Le coste tunisine sono quindi diventate il punto di incontro di diverse rotte migratorie verso l’Europa, governate da leggi diverse e in mano a business separati, come provato dal diverso tariffario applicato degli scafisti a tunisini e subsahariani, che salgono anche a bordo di imbarcazioni diverse tra loro.
Il malessere che genera le partenze
Per capire che cosa spinge i tunisini a partire verso le coste italiane bisogna lasciarsi alle spalle la costa, regione dove il turismo negli anni d’oro ha portato più benessere che altrove e dalla quale proviene buona parte dell’élite politica che da sempre fa il possibile per conservare i privilegi della zona. Serve attraversare tutto il Paese e arrivare al centro della sua pancia meridionale, la più depressa e la più abbandonata, quella più fertile alle attività di reclutamento del sedicente stato islamico che proprio in questa parte della Tunisia ha ingaggiato tanti combattenti, offrendo loro pochi spicci.
E’ soprattutto qui – da dove oltre 10 anni fa partì la rivoluzione che diede il là alle primavere arabe – che la disoccupazione ormai al 16% (anche 34% tra i giovani) strangola la gente. E la situazione – dicono le previsioni del Fondo monetario internazionale – potrebbe addirittura peggiorare, visto che ci sarà un’ulteriore contrazione del Pil che porterà con sé un ulteriore aumento della disoccupazione.
Facile quindi capire che cosa porti la popolazione locale a manifestare – come avviene del resto da anni – e a chiedere il rispetto di quegli accordi firmati anni fa tra governo e sindacato che promettevano sviluppo e occupazione per la regione. “Promesse mai realizzate“, gridavano a metà luglio i manifestanti che con l’esercito in strada chiudevano la valvola di pompaggio dell’oleodotto di Al Kamour che dal governatorato di Tataouine porta petrolio nell’intera nazione.
Alla crisi socio economica si somma quella politica, anche questa latente da ormai un decennio. Con un parlamento particolarmente lottizzato, a luglio è venuto meno l’11esimo governo degli ultimi dieci anni. Un esecutivo durato solo cinque mesi, gli stessi che ci aveva messo a formarsi. Il presidente della Repubblica Kaïs Saïed – la figura istituzionale di riferimento che ha dovuto fare i conti anche con l’occupazione del Parlamento da parte del partito più nostalgico dell’epoca benalista – ha quindi incaricato il ministro degli interni Mesheshi di creare un nuovo governo.

DATI REGISTRATI:
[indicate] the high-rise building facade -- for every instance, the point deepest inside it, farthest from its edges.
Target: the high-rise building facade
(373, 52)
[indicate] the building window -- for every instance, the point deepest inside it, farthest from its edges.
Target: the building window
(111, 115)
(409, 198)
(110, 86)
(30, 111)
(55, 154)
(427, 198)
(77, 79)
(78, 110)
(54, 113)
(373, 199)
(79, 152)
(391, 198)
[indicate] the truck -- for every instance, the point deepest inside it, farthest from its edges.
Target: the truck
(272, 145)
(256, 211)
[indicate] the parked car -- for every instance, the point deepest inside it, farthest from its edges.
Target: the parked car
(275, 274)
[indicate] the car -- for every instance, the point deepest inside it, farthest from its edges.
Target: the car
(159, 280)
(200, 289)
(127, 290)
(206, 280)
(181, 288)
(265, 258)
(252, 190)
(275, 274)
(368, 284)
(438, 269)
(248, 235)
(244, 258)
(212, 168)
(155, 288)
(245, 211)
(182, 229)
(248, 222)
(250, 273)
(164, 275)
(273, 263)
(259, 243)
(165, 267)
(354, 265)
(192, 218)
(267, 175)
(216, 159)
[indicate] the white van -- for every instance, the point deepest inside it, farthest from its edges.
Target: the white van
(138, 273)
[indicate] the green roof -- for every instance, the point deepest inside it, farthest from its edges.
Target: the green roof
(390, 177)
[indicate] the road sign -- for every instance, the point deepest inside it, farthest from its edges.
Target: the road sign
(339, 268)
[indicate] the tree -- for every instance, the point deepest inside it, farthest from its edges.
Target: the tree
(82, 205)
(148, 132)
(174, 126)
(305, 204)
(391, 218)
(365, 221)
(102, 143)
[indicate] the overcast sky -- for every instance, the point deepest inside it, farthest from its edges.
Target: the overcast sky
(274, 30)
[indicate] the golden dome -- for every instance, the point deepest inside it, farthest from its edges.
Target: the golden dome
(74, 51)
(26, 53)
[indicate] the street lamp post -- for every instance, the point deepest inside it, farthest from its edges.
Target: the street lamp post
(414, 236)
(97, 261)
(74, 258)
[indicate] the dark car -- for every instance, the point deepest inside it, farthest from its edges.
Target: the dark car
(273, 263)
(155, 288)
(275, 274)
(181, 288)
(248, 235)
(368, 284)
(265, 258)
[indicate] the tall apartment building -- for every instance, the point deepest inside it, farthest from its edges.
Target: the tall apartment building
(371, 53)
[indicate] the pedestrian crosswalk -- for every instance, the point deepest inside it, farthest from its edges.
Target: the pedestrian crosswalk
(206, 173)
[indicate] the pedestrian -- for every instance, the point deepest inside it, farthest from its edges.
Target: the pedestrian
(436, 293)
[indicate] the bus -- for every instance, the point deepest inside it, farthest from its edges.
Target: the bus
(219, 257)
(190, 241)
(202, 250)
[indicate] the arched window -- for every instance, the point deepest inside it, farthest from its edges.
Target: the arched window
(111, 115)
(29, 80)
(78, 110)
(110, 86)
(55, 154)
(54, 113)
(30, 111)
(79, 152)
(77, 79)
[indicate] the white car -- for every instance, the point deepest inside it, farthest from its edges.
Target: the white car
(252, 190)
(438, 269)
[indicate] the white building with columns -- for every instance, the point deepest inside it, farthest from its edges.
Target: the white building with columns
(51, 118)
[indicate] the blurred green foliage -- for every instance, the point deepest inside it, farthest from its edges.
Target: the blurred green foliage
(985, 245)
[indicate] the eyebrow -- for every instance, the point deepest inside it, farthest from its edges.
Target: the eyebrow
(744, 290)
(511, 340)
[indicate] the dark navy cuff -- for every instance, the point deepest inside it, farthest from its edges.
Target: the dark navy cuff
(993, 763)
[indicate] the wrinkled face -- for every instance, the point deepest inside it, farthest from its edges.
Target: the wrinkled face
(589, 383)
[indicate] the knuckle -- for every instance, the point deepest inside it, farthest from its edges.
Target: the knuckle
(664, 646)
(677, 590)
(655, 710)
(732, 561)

VERIFICA LA COMPRENSIONE:
a) Secondo il testo sulle migrazioni dalla Tunisia, qual è il tasso di disoccupazione tra i giovani?
b) Stampa il testo sulle migrazioni dalla Tunisia da "Il malessere che" a "loro pochi spicci.".
c) Prosegui il testo sulle migrazioni dalla Tunisia dal punto in cui si interrompe.

RISPOSTE FORNITE:
a) Il 34%.

b)
Il malessere che genera le partenze
Per capire che cosa spinge i tunisini a partire verso le coste italiane bisogna lasciarsi alle spalle la costa, regione dove il turismo negli anni d’oro ha portato più benessere che altrove e dalla quale proviene buona parte dell’élite politica che da sempre fa il possibile per conservare i privilegi della zona. Serve attraversare tutto il Paese e arrivare al centro della sua pancia meridionale, la più depressa e la più abbandonata, quella più fertile alle attività di reclutamento del sedicente stato islamico che proprio in questa parte della Tunisia ha ingaggiato tanti combattenti, offrendo loro pochi spicci.

c)
Il nodo dei rimpatri
I trenta giorni che la Costituzione dà al tentativo di Mesheshi sono stati fortemente influenzati dalla crisi con l’Italia proprio sulla questione migranti. Da quando Roma ha alzato la voce, gli sforzi delle istituzioni ancora in piedi si sono quasi tutti concentrate sul contenimento delle partenze, come ha mostrato il viaggio del presidente della repubblica e di Mesheshi a Sfax e dintorni sulla quale sono aumentati visibilmente i controlli.
E’ in questa ottica che dal 10 agosto i voli bisettimanali previsti dall’accordo di rimpatrio siglato tra Roma e Tunisi hanno ripreso a viaggiare al completo. Bloccati a causa dell’emergenza Covid, già dal 16 luglio erano infatti ripresi i voli charter adibiti al rimpatrio, ma per mantenere il distanziamento rimaptriavano solo 20 tunisini per tratta, per un totale di 40 a settimana, contro gli 80 previsti. Fino al 6 agosto sono quindi rientrati 95 migranti tunisini, dato destinato a cresce incrementalmente nelle prossime settimane.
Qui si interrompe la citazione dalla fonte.